→ Problems to work on:
**A)** Rewrite the part of the passage on confounding variables that opens with the words containing "Confounders are external" and closes with "x_2 \times Confounder\)", putting "sunscreen sales" in place of "ice cream sales".
**B)** In the passage on confounding variables, what is identified as the confounder behind the correlation between ice cream sales and shark attacks?

→ Passage to read:
Confounding Variables#

Correlation does not imply causation - if we want to know whether a relationship between an exposure and outcome is causal, we must first consider whether any other factors could have had an influence.

Confounders are external factors which cause both the exposure and outcome. For example, there might be a strong correlation between ice cream sales and shark attacks at the beach, but there is no causal relationship here - both of these are more common in warm weather, so the weather is the confounder. To measure the strength of any causal relationship between exposure and outcome, the strength of the relationship between the confounder and the outcome must also be measured by including the confounder as a model input. In a simple model the strength of these effects (\(x_1, x_2\)) could be esimated as: \(Outcome = x_1 \times Exposure + x_2 \times Confounder\)

In the study of causal inference it is common to use directed acyclic graphs (DAGs) to map the causal relationships between variables, which can help to identify confounders. This can be helpful as it is not always clear whether a potential confounder is in fact a confounder, or a mediator, a proxy confounder, or a competing exposure.

A diagram containing named nodes connected by arrows. In the centre, indicated in red, is an arrow from the exposure to the outcome. A mediator is placed between the exposure and the outcome. A competing exposure is place before the outcome. A true confounder has an arrow to the exposure, and a second arrow to a proxy confounder, which itself has an arrow to the outcome.

Fig. 88 A directed acyclic graph (DAG), with the relationship of interest indicated in red.#

Modelling competing exposures can help to make models more precise, but does not affect modelling bias. Modelling mediators is only required if we wish to estimate the direct causal effect of the exposure on the outcome, rather than the more common total causal effect. True confounders are more informative than proxy confounders, but proxy confounders can offer some information when true confounders are impractical to measure.

→ Given records:
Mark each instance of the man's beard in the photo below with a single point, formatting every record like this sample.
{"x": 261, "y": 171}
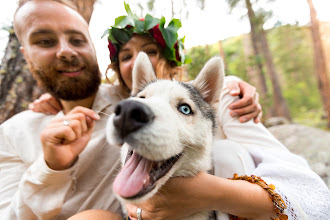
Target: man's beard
{"x": 69, "y": 88}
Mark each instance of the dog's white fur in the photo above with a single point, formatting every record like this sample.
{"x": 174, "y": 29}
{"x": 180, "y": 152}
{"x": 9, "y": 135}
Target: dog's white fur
{"x": 172, "y": 132}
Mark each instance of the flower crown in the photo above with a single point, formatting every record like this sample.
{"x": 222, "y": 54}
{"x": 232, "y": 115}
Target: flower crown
{"x": 125, "y": 26}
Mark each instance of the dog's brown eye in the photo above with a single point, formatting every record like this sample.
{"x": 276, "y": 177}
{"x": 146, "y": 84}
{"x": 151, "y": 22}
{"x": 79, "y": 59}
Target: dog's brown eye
{"x": 185, "y": 109}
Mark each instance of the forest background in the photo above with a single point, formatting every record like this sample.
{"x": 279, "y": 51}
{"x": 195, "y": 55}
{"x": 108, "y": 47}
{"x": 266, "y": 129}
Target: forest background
{"x": 282, "y": 59}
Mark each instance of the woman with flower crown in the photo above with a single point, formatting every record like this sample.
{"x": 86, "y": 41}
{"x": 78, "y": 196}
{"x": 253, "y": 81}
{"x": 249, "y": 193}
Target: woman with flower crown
{"x": 260, "y": 156}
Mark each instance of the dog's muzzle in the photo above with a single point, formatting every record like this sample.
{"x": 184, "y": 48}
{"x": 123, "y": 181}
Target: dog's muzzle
{"x": 130, "y": 116}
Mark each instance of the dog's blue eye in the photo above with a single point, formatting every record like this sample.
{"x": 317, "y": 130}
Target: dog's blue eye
{"x": 185, "y": 109}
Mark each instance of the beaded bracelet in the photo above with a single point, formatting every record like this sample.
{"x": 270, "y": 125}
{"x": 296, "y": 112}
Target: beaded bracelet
{"x": 279, "y": 204}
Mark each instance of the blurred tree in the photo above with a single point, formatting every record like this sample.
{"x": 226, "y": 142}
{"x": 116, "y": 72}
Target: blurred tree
{"x": 258, "y": 34}
{"x": 17, "y": 86}
{"x": 319, "y": 62}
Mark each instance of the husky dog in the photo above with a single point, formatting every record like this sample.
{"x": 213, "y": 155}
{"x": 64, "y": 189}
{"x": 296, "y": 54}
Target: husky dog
{"x": 165, "y": 129}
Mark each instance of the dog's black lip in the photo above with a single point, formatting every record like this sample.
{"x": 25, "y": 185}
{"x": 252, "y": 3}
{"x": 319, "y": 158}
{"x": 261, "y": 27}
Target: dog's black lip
{"x": 163, "y": 169}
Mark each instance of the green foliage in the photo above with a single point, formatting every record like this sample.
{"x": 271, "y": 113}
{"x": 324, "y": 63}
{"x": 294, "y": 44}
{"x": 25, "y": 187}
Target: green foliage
{"x": 292, "y": 51}
{"x": 199, "y": 56}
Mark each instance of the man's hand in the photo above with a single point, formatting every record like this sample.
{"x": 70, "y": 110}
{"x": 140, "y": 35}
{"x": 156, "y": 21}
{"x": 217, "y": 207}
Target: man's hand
{"x": 65, "y": 138}
{"x": 46, "y": 104}
{"x": 248, "y": 106}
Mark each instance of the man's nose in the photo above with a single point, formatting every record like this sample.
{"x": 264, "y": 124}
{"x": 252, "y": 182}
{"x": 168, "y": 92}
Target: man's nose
{"x": 66, "y": 51}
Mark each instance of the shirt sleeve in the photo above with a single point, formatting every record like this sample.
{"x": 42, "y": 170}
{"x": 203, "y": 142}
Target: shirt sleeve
{"x": 304, "y": 192}
{"x": 29, "y": 191}
{"x": 248, "y": 133}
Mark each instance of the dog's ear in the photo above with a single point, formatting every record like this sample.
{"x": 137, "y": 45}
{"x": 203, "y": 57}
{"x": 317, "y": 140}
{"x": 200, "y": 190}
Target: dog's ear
{"x": 142, "y": 73}
{"x": 210, "y": 80}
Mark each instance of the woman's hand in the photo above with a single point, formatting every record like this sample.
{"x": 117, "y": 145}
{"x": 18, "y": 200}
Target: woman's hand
{"x": 181, "y": 197}
{"x": 248, "y": 106}
{"x": 46, "y": 104}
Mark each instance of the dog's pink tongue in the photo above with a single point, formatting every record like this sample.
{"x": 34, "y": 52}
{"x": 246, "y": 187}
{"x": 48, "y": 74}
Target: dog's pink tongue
{"x": 132, "y": 176}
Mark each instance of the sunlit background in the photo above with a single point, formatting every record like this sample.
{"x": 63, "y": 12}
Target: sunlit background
{"x": 215, "y": 28}
{"x": 200, "y": 27}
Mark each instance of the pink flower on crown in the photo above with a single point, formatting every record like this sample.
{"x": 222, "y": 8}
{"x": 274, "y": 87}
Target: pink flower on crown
{"x": 112, "y": 50}
{"x": 155, "y": 32}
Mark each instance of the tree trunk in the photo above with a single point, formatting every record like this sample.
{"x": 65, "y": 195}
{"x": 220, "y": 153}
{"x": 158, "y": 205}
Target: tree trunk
{"x": 254, "y": 41}
{"x": 253, "y": 72}
{"x": 17, "y": 85}
{"x": 85, "y": 8}
{"x": 258, "y": 35}
{"x": 319, "y": 62}
{"x": 222, "y": 55}
{"x": 281, "y": 107}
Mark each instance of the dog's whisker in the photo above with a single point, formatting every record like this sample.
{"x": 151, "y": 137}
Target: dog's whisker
{"x": 103, "y": 113}
{"x": 97, "y": 132}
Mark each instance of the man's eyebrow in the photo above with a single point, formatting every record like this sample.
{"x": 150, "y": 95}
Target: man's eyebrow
{"x": 46, "y": 31}
{"x": 71, "y": 31}
{"x": 40, "y": 31}
{"x": 124, "y": 49}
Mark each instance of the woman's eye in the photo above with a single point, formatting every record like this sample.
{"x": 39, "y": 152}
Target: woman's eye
{"x": 185, "y": 109}
{"x": 77, "y": 42}
{"x": 46, "y": 43}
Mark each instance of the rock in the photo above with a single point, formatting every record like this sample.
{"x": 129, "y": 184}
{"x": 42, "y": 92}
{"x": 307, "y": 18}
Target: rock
{"x": 311, "y": 143}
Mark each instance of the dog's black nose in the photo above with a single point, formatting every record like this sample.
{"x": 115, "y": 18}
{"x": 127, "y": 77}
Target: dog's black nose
{"x": 130, "y": 116}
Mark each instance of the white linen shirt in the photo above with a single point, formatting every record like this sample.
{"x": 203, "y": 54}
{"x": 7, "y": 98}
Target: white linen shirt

→ Answers for this exercise:
**A)**
Confounders are external factors which cause both the exposure and outcome. For example, there might be a strong correlation between sunscreen sales and shark attacks at the beach, but there is no causal relationship here - both of these are more common in warm weather, so the weather is the confounder. To measure the strength of any causal relationship between exposure and outcome, the strength of the relationship between the confounder and the outcome must also be measured by including the confounder as a model input. In a simple model the strength of these effects (\(x_1, x_2\)) could be esimated as: \(Outcome = x_1 \times Exposure + x_2 \times Confounder\)

**B)** The weather.